- Material for this exercise -
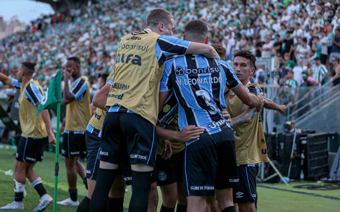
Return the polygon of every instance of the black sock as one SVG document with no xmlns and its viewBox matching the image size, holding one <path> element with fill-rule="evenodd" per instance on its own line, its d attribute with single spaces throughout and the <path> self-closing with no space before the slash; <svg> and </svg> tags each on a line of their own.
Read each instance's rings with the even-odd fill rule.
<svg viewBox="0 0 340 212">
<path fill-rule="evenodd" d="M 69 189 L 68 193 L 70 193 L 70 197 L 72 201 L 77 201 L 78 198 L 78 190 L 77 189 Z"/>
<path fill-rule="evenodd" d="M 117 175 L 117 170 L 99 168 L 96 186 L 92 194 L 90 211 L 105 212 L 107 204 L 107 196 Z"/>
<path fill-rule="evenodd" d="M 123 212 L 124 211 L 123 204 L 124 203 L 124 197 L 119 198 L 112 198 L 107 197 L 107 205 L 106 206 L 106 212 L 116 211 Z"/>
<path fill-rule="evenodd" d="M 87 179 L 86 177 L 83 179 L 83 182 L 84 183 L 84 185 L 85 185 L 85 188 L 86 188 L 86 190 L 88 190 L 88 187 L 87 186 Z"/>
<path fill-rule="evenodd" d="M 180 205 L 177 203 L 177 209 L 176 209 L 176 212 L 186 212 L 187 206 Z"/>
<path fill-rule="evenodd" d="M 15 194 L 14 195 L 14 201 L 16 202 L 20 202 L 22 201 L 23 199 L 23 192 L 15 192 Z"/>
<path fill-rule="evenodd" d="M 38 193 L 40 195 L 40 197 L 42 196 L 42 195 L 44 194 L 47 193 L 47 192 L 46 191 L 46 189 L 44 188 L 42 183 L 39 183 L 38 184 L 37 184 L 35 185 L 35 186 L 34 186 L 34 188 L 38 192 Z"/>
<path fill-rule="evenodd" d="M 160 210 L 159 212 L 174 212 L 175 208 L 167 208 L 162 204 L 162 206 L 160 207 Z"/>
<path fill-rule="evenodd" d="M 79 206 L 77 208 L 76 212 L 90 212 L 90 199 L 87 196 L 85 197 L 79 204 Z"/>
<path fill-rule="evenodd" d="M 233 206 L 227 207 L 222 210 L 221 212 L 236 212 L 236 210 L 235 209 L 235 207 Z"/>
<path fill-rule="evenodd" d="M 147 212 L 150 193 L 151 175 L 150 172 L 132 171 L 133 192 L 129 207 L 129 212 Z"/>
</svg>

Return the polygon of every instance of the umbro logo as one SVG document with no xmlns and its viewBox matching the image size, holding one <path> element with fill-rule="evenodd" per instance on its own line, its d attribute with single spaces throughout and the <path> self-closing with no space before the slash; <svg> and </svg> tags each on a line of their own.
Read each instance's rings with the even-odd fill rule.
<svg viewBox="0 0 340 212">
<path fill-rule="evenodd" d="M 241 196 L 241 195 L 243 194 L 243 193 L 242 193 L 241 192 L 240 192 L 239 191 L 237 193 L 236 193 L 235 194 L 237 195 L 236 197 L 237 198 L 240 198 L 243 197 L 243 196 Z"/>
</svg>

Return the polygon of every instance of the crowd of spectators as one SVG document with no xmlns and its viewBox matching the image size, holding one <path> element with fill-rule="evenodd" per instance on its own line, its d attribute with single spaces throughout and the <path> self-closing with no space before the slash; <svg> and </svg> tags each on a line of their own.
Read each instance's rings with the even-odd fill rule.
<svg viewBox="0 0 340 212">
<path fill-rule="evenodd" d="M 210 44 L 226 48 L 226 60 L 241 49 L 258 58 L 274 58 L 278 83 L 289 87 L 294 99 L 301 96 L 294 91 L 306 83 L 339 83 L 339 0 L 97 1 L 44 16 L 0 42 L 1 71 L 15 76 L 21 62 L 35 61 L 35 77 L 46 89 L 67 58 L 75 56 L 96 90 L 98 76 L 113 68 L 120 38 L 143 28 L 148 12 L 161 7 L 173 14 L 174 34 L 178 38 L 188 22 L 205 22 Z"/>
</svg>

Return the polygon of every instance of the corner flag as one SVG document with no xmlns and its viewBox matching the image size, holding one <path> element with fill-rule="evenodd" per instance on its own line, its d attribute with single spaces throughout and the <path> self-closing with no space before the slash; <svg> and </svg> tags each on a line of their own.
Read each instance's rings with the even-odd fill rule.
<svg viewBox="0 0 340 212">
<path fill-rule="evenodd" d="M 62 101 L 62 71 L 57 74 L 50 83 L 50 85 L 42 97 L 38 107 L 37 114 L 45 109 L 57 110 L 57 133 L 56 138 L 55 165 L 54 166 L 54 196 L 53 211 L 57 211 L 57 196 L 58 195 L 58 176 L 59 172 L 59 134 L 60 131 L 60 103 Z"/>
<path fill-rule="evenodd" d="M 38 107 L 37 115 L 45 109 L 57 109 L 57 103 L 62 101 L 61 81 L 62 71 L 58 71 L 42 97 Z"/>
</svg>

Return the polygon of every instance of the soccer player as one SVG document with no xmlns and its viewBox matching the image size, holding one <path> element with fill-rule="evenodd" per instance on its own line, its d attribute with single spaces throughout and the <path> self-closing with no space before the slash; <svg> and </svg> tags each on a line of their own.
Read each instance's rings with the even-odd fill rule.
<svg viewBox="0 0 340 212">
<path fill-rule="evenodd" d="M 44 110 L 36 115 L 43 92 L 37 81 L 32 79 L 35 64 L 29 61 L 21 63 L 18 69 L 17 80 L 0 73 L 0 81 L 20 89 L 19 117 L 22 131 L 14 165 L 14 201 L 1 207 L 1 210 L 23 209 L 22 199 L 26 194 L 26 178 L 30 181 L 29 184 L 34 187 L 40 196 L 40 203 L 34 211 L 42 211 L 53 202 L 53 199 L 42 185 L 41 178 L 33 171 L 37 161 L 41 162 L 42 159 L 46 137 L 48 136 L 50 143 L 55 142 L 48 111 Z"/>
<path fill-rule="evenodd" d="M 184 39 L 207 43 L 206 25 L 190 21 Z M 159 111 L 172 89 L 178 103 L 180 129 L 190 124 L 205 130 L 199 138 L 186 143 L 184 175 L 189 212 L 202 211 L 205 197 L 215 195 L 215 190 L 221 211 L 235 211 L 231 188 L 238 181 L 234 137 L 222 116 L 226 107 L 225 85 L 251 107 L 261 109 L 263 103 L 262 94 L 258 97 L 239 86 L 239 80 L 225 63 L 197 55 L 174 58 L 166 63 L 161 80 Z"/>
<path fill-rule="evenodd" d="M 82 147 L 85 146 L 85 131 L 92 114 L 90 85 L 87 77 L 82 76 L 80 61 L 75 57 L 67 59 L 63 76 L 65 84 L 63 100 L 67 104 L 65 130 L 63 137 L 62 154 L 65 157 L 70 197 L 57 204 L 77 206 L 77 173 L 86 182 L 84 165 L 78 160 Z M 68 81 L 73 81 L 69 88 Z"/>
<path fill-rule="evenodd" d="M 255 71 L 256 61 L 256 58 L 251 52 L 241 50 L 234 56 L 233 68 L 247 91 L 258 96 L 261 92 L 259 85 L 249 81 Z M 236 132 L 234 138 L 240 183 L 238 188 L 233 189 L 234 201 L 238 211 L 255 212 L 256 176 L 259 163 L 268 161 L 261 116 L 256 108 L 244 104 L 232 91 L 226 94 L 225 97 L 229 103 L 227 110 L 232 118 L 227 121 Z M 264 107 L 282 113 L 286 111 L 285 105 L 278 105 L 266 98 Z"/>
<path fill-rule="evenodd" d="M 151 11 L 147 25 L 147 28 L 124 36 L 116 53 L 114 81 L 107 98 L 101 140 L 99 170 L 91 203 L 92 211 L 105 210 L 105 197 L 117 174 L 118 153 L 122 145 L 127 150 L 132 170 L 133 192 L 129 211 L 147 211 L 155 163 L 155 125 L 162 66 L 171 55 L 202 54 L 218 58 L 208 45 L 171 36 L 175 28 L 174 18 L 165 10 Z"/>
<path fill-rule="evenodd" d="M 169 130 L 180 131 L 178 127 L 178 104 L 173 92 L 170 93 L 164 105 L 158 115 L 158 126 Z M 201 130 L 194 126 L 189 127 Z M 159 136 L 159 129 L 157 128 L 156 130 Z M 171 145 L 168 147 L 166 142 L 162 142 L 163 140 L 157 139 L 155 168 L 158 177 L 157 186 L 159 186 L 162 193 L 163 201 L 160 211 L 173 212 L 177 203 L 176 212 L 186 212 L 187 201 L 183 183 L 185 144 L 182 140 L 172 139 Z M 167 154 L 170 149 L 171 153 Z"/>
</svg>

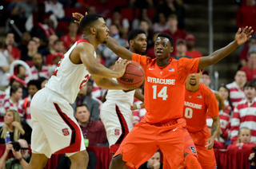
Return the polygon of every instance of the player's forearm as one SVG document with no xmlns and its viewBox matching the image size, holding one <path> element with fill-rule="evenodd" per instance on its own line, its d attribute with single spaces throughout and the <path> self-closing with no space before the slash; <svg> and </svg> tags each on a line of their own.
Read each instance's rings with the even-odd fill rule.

- What is needed -
Please pick out each line in the rows above that contains the word "player" and copy it out in full.

- Exercise result -
Return the polygon of every instance of the soccer player as one SVG document with no xmlns and its viewBox matching the image size, holding one <path> element with fill-rule="evenodd" per instance on its own line, its d attribute with single spaces throughout and the <path> self-closing with no space before the slash; <svg> and </svg> tags each on a line of their own.
Return the polygon of every instance of the player's forearm as one SVG document with no xmlns and its viewBox matching the image size, holding one <path> element with fill-rule="evenodd" per instance on its own line, its d attribute with single spaces throughout and the <path> self-closing with no space before the slash; <svg> and </svg> tags each on a line of their own.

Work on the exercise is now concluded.